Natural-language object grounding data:
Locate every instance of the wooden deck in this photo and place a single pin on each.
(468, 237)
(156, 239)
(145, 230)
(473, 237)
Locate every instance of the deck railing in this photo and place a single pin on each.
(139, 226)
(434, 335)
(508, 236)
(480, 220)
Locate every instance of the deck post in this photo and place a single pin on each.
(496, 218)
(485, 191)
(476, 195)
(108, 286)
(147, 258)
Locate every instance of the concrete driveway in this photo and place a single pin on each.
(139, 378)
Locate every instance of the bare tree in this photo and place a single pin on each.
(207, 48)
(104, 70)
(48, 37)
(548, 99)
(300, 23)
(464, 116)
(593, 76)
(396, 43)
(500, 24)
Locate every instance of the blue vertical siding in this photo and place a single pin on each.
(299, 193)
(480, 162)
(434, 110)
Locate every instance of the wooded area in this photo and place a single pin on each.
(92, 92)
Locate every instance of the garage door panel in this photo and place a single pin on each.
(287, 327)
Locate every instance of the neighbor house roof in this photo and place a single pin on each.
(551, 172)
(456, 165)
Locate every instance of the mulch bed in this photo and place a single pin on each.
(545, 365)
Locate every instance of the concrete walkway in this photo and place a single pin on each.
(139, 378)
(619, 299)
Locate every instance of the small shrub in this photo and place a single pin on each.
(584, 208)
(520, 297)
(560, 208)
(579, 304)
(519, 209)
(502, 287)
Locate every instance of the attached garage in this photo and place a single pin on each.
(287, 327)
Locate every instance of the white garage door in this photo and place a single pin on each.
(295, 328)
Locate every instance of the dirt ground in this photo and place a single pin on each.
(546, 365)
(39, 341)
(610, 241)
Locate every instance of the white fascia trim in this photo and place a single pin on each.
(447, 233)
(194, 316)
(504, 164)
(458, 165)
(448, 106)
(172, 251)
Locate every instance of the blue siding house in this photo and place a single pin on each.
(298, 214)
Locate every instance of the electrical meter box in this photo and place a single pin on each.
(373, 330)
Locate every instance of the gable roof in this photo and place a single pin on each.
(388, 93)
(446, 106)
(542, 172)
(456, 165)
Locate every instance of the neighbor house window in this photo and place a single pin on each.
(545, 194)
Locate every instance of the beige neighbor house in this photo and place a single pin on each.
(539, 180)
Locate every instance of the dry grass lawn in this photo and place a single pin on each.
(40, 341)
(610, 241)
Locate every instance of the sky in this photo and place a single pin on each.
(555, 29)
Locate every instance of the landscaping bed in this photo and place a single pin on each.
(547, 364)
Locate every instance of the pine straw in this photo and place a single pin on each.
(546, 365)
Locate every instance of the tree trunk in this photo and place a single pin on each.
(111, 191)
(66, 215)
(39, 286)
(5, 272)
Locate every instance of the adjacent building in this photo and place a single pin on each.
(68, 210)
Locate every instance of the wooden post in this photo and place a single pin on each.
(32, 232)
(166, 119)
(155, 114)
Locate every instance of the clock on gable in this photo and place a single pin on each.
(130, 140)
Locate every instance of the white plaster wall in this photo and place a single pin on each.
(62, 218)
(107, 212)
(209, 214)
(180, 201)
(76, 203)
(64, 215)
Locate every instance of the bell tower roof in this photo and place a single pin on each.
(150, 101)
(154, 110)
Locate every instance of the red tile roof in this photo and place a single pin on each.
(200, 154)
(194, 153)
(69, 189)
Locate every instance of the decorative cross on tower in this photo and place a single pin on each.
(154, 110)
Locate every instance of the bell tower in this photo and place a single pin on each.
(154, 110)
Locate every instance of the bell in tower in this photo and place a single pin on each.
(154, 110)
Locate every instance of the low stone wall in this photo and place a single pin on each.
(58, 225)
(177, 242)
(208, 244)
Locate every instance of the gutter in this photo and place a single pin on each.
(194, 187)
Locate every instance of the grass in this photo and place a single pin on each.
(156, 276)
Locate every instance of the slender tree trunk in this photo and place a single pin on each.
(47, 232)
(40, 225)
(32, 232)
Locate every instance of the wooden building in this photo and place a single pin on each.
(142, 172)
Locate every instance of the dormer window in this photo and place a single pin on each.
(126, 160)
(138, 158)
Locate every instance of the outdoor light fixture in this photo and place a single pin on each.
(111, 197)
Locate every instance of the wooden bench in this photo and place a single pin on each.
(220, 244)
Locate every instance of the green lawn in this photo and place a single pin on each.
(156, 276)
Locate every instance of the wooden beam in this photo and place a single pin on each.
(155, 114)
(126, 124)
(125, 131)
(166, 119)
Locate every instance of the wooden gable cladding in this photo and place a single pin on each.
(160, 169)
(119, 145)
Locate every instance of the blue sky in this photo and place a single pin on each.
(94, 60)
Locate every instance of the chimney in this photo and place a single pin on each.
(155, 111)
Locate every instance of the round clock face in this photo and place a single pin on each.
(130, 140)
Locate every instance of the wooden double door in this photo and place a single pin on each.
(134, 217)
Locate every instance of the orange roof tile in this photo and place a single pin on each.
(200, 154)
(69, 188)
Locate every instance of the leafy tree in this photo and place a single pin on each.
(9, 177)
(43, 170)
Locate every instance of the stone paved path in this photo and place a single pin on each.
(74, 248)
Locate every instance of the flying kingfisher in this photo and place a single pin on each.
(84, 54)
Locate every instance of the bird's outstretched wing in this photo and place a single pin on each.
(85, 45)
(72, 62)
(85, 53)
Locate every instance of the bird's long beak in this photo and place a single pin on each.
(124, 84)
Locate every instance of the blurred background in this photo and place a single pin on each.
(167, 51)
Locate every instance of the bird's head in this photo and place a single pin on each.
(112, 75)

## Task prompt
All of the entries above must be output word for word.

## Response to the task
Locate every instance of the wooden deck in this photo and place a single pin on each.
(468, 237)
(156, 239)
(145, 230)
(473, 237)
Locate every instance of the deck railing in this photo and place a single pin on each.
(139, 226)
(434, 335)
(508, 236)
(480, 220)
Locate every instance of the deck post in this photo and place a single pin on each.
(496, 218)
(485, 191)
(476, 195)
(108, 286)
(147, 258)
Locate every instance of the concrete driveway in this photo and place a single pin on each.
(139, 378)
Locate every instance of the bare tree in this photo and place a single pin on each.
(207, 48)
(104, 70)
(48, 37)
(548, 99)
(300, 23)
(464, 116)
(593, 76)
(396, 43)
(500, 24)
Locate every instance of the blue vertical siding in this photo and place a single pin on each.
(299, 193)
(480, 162)
(434, 110)
Locate every instance of the wooded area in this photo and place a single pin on each.
(92, 92)
Locate every instance of the garage door panel in this photo and place a single pin on each.
(287, 327)
Locate every instance of the neighbor house roof in this photo and place a single pin on each.
(551, 172)
(456, 165)
Locate every instance of the mulch bed in this photo and place a single pin on each.
(545, 365)
Locate every instance of the concrete walkway in this photo and place a single pin on each.
(139, 378)
(619, 299)
Locate every instance of the small shrub in this photo and place a single pin on each.
(584, 208)
(520, 297)
(560, 208)
(579, 304)
(519, 209)
(502, 287)
Locate every instance of the attached garage in this photo and place a single pin on each.
(287, 327)
Locate every instance of the white garage door in this photo and place a single pin on each.
(295, 328)
Locate every instance of the dirt ground in this photo and place a single pin on each.
(546, 365)
(39, 341)
(610, 241)
Locate every instance of the white fascia trim in this photo and place a single pin on each.
(447, 233)
(194, 316)
(504, 164)
(458, 165)
(448, 106)
(172, 251)
Locate every instance of the blue siding house in this photo and place a single pin on each.
(298, 214)
Locate every instance of the electrical meter box in this photo and place a single pin on each.
(373, 330)
Locate every instance of the gable roof in this photo and place a single pin on each.
(388, 93)
(446, 106)
(542, 172)
(456, 165)
Locate every instance of the neighbor house window in this photo and place a single pin on each.
(545, 194)
Locate every instance of the beige neighbor house in this photo and place a single pin on each.
(539, 180)
Locate every instance of the dry grass lawn in this photo and place a single pin on each.
(40, 341)
(610, 241)
Locate every instance of the sky in this photo and place a single pin on each.
(555, 29)
Locate every instance of the landscaping bed in this photo and place a single pin on each.
(547, 364)
Locate every instance of the pine straw in this photo and place a single pin on each.
(546, 365)
Locate every instance of the tree trunk in this photo and place a single pin on each.
(111, 191)
(66, 215)
(39, 286)
(5, 272)
Locate every instance of the adjacent building in this photo and place a single pin on each.
(68, 210)
Locate every instance of the wooden post in this photo and place a single pin on each.
(32, 232)
(166, 119)
(155, 114)
Locate every instance of the clock on gable in this photo and place a single pin on each.
(130, 140)
Locate every instance of the white plaster wall in this photo and place a single pin on each.
(62, 218)
(107, 212)
(209, 214)
(180, 201)
(76, 203)
(64, 215)
Locate every instance of the bell tower roof in this photo and place a single pin on each.
(150, 101)
(154, 110)
Locate every instance of the red tile roof in this photo and place a single pin on each.
(200, 154)
(194, 153)
(69, 189)
Locate every instance of the decorative cross on tower in this photo and place a single pin on each.
(154, 110)
Locate every instance of the bell tower in this photo and place a single pin on each.
(154, 110)
Locate every instance of the bell in tower in this photo and place a single pin on each.
(154, 110)
Locate every instance of the low stone wall in this photo and place a single pin on each.
(58, 225)
(177, 242)
(208, 244)
Locate every instance of the gutter in this photo and place a single pin on each.
(194, 187)
Locate every instance of the grass in this photo and place a single pin on each.
(156, 276)
Locate every instance of the slender tree trunk in this photo and place a single pin on each.
(47, 232)
(40, 225)
(32, 232)
Locate every instance of the wooden building in this photo and place a single pin on each.
(142, 172)
Locate every instance of the dormer window in this photo and place a single pin on each.
(126, 160)
(138, 158)
Locate every instance of the outdoor light fixture in this photo and place a single pin on each.
(111, 197)
Locate every instance of the wooden bench in this photo and place a single pin on each.
(220, 244)
Locate every instance of the green lawn in this photo and place a single pin on each.
(156, 276)
Locate every instance of the wooden beam in this photo and place a single pin on each.
(155, 114)
(126, 124)
(125, 131)
(166, 119)
Locate every instance of the wooden gable cladding in this photo and place a single pin on each.
(160, 169)
(119, 145)
Locate every instance of the blue sky in this photo and place a single pin on each.
(94, 60)
Locate every instance of the chimney in this photo and place a single pin on each.
(155, 111)
Locate every instance of the round clock face in this photo and place a single pin on each.
(130, 140)
Locate every instance of the wooden double door in this photo and place a single pin on each.
(134, 217)
Locate every instance of the orange roof tile in this photo and place a single pin on each.
(200, 154)
(69, 188)
Locate every instance of the leafy tree in this photo and place a single pin on each.
(9, 177)
(43, 170)
Locate every instance of the stone paved path in this photo and place a single pin on each.
(74, 248)
Locate every instance of the flying kingfisher in this photo and place a single pin on each.
(84, 54)
Locate every instance of the bird's outstretched wing in this photo and place a single pin on each.
(85, 45)
(72, 62)
(85, 53)
Locate every instance of the bird's long beak in this photo and place a single pin on each.
(124, 84)
Locate every instance of the blurred background in this photo and place a single pin on each.
(167, 51)
Locate every instance of the bird's head in this photo and place a single pin on each.
(112, 75)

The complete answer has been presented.